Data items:
◇ ◇ ◇ ◇ ◇ ◇ ◇

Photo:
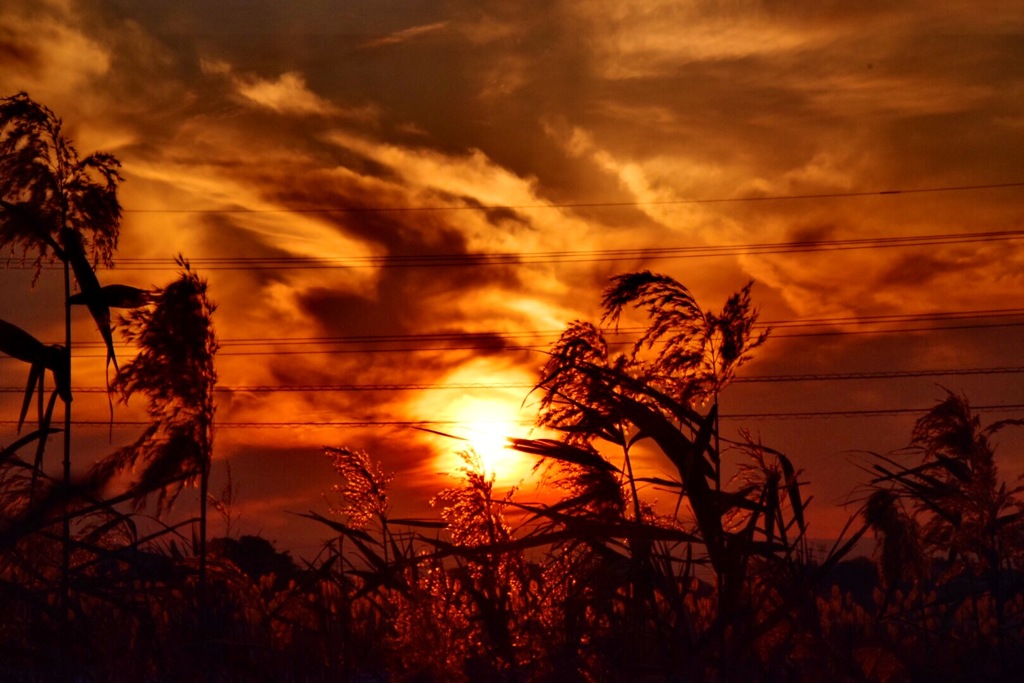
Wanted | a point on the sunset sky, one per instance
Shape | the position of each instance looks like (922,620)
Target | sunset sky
(399,205)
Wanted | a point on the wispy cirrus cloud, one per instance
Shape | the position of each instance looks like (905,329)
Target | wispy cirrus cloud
(404,35)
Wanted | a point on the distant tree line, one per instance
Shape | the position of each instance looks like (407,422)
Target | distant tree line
(718,582)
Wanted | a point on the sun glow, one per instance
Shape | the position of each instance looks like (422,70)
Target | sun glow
(486,424)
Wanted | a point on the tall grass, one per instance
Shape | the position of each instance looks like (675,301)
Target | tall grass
(715,582)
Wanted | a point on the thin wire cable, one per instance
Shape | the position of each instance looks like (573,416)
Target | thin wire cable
(485,386)
(366,424)
(593,205)
(541,258)
(491,340)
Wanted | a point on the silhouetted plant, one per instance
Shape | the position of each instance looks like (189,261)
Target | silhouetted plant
(174,370)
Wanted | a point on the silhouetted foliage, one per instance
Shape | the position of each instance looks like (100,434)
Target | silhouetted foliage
(174,370)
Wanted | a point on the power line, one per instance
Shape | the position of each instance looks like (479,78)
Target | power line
(542,258)
(752,379)
(544,338)
(589,205)
(366,424)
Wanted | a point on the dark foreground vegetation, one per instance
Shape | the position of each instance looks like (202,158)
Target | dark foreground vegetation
(717,582)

◇ ◇ ◇ ◇ ◇ ◇ ◇

Switch each "one per instance" in the records to "one for each instance" and write all the records out again with nothing else changed. Leave the pictures out.

▶ **TASK SOLUTION**
Photo:
Wanted | a point on the sunset sky, one for each instance
Shape | the position of each instance looks like (922,620)
Target | sunset sky
(399,205)
Wanted | a point on the wispy cirrus cloud, one for each instance
Shape | the position of each instance looks like (905,329)
Target | wispy cirrus cloud
(404,35)
Wanted | a point on the distant tree line, one for each instance
Shape | the position of each instance looks like (407,422)
Target | distant tree line
(718,582)
Wanted | a point on the sun glow, one for each instance
Shape | the position of each instance looks like (422,70)
Target | sun glow
(486,424)
Wanted | a point on the tall grass, one for each instance
Shape | the position of each instance looks like (675,301)
Target | tall grass
(715,582)
Wanted | a point on the thin wire cable, one for each instance
Shape | the position of each instance looks like (573,416)
Target | thin wire cable
(485,386)
(366,424)
(593,205)
(541,258)
(491,340)
Wanted | a point on the silhouetted plant, one for each instance
Shape | the position of each instance looks like (189,261)
Target | silhouetted plant
(174,370)
Wanted | a point on the silhouetted foliage, one for each instance
Shape | the position of each instance looks like (100,434)
Target | silhouetted foliage
(174,370)
Wanted | a point on the power line, one for each instance
Shape | the position of each instance looks like (479,78)
Target | power line
(542,258)
(752,379)
(544,338)
(589,205)
(366,424)
Wanted | a point on the dark foreground vegetation, one for each instance
Shape | the position of each instance looks like (202,158)
Target | dark foreground vegetation
(717,582)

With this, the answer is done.